* _What the exercise asks_: In the court excerpt on tap-in fees below, how many water taps did the plaintiffs' own contractor install?

* _Extract to read_:
──────
The real objection by the plaintiffs with respect to the tap-in fees seems to be that the Township has charged them for certain water main taps which were in fact installed by the plaintiffs rather than the Township. The testimony by Mr. Picaro was that he had a "very efficient qualified contractor" whose work progressed so fast that the two Township employees normally assigned to make the taps could not keep up with him. Under these circumstances, and to facilitate early completion of his development, he requested and obtained permission to make the taps himself and thereafter his own contractor installed 365 water taps. The Township billed for these in accordance with the fee schedule and the sum of $10,175 was actually paid to the Township, with the balance of $7,755 still owing to it. No proof was introduced of bad faith or delaying tactics on the Township's part in connection with the tap-ins. The Law *568 Division expressly found that the payments were voluntary, that there was no compulsion or duress exercised by the Township, and that "to allow plaintiffs, who found it to their economic advantage to install the taps themselves, and who were aware of the fees that would be imposed, to now recover those fees, only a portion of which is allocated to the physical tapping in, would be inequitable." There is no basis in the record for disturbing this finding. Cf. Lake Intervale Homes, Inc. v. Parsippany-Troy Hills, supra, 28 N.J. at 430-431; Woodside Homes v. Morristown, 26 N.J. 529, 544 (1958); Yardville Estates, Inc. v. Trenton, supra, 66 N.J. Super. at 63.

In the fifth and final count the plaintiffs alleged that the following fee requirements set forth in the Township's Revised General Ordinances were unreasonably high and should be set aside and declared invalid: (a) $125 for a building permit for each dwelling plus $50 for a certificate of occupancy; (b) an electrical fee of $35 to $200 depending on amperes; (c) a plumbing fee of $67 per dwelling; (d) an initial water fee of $120 to $875 depending on the size of the corporation and main to be tapped; and (e) Planning Board fees aggregating $125 per lot for sketch plan, preliminary and final map submissions. The $125 building permit fee which had no graduated aspects applied to new construction whereas the building permit fee for an addition to old construction was in a nominal sum. There were additional minor fees applicable to new construction which were not attacked in the plaintiffs' complaint but were referred to during the course of the proceeding in the Law Division; they are not in issue and need not be detailed here.
──────
* _Collected data_:
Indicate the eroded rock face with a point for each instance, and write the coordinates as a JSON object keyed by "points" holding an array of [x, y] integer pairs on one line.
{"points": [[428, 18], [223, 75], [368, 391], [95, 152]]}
──────
* _Reply to the exercise_: 365